__The request__
Print every entry, word for word, and skip the images.

Collected data
%%
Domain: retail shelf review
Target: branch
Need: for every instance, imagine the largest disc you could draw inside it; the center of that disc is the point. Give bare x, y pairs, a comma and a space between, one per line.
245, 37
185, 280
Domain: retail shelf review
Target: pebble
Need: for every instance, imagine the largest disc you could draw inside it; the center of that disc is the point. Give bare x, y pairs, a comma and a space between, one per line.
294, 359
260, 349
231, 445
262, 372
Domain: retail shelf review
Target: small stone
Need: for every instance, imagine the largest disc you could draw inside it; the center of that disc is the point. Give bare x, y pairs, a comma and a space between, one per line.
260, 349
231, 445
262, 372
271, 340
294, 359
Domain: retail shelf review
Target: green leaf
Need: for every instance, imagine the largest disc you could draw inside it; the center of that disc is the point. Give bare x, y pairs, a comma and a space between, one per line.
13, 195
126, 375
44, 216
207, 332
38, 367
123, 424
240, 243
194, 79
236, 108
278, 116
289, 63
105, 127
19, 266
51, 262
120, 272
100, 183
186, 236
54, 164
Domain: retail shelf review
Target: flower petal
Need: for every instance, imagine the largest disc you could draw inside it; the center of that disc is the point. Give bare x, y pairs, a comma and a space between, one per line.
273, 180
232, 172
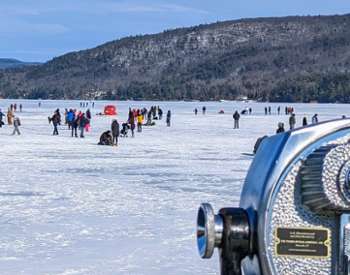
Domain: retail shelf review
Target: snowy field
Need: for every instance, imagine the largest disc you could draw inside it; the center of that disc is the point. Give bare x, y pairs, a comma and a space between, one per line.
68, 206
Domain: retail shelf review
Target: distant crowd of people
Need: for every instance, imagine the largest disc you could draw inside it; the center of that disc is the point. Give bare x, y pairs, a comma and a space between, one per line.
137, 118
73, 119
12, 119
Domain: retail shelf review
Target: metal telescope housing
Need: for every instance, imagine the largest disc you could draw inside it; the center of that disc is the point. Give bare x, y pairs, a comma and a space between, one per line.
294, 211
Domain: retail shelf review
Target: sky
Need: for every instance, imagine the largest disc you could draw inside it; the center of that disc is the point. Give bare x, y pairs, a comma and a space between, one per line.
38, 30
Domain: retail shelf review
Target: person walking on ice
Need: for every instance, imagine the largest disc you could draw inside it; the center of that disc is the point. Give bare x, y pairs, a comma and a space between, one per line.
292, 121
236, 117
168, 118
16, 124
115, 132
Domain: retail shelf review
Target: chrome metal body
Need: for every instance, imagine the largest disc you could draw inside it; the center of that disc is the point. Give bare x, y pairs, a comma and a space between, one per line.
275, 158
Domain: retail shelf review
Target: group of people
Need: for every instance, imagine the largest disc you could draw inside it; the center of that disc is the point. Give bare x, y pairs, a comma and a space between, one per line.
%%
__Output of the exercise__
Domain: retail shelf review
Target: branch
Need: for every instance, imagine the largest disc you could draw inside it; the center of that disc is the point. Give bare x, y pairs, a comma and a space between, one per line.
245, 37
185, 280
Domain: retail shelf review
Target: pebble
Need: for every instance, imagine the largest disc you could draw inside it; the center of that disc is the point. Give bare x, y pairs, a comma and a space between, one per line.
294, 359
260, 349
231, 445
262, 372
Domain: retail shelf review
Target: small stone
Need: for every instance, imagine the largest disc you could draw inside it; the center of that disc is the point. Give bare x, y pairs, a comma and a space between, one per line.
260, 349
231, 445
262, 372
271, 340
294, 359
Domain: retail shelf review
Target: green leaf
Need: for every instance, imagine the largest disc you could draw inside it; the center of that disc is the point. Give bare x, y pairs, a comma and a space between, one per line.
13, 195
126, 375
44, 216
207, 332
38, 367
123, 424
240, 243
194, 79
236, 108
278, 116
289, 63
105, 127
19, 266
51, 262
120, 272
100, 183
186, 236
54, 164
Domain: retail shelf review
Target: flower petal
Need: for every instance, imagine the largest disc you could draw inside it; the center of that disc is the point. Give bare x, y pairs, a comma and a space between, one per line.
273, 180
232, 172
Domain: retail shelf review
Target: snowy field
Need: for every instance, imagine the largest disc you could draw inside it; the center of that disc is the point. Give bare x, y pairs, a comma and a space between, one per line.
68, 206
Domain: retail shelf review
Target: distant crowd of people
Need: for every instance, imagine the largest disc you could draw inside it; the center of that disc is the point. Give bare x, y pairs, a comma and a space between, one per line.
137, 118
73, 119
12, 119
Domain: retail shelf review
Target: metal telescope housing
Need: for every instance, imagine the largest disc you could draw inside it; the center of that disc is the point. Give bare x, y pairs, a comma and a space between, one per line.
294, 211
Domain: retail shelf review
Target: sky
Need: for every instance, imagine the largest disc you could draw inside it; the center of that disc is the point. Give bare x, y pairs, a comma and a space between, one per line.
38, 30
Domain: retail shelf review
Target: person walking on ice
Need: for every instance, imagine the largest disc you could draw inside it; the center of that disc is the point. Give bare x, y pairs, a comma and a space between, one per line.
292, 121
236, 117
168, 118
16, 124
115, 132
Domain: retail shelf review
Target: chrome metal body
Need: for every instance, imagine the largest disc you could draw inside it; the center of that disc is the point. Give bare x, y pairs, a comma and a space between, one per line.
275, 158
Domain: retail shelf review
Target: group of people
Need: for every instance, imagine the largest disc you could draw inside it; the center of that disc is the point. Give bare x, y pairs, a comma and a space between, one per line.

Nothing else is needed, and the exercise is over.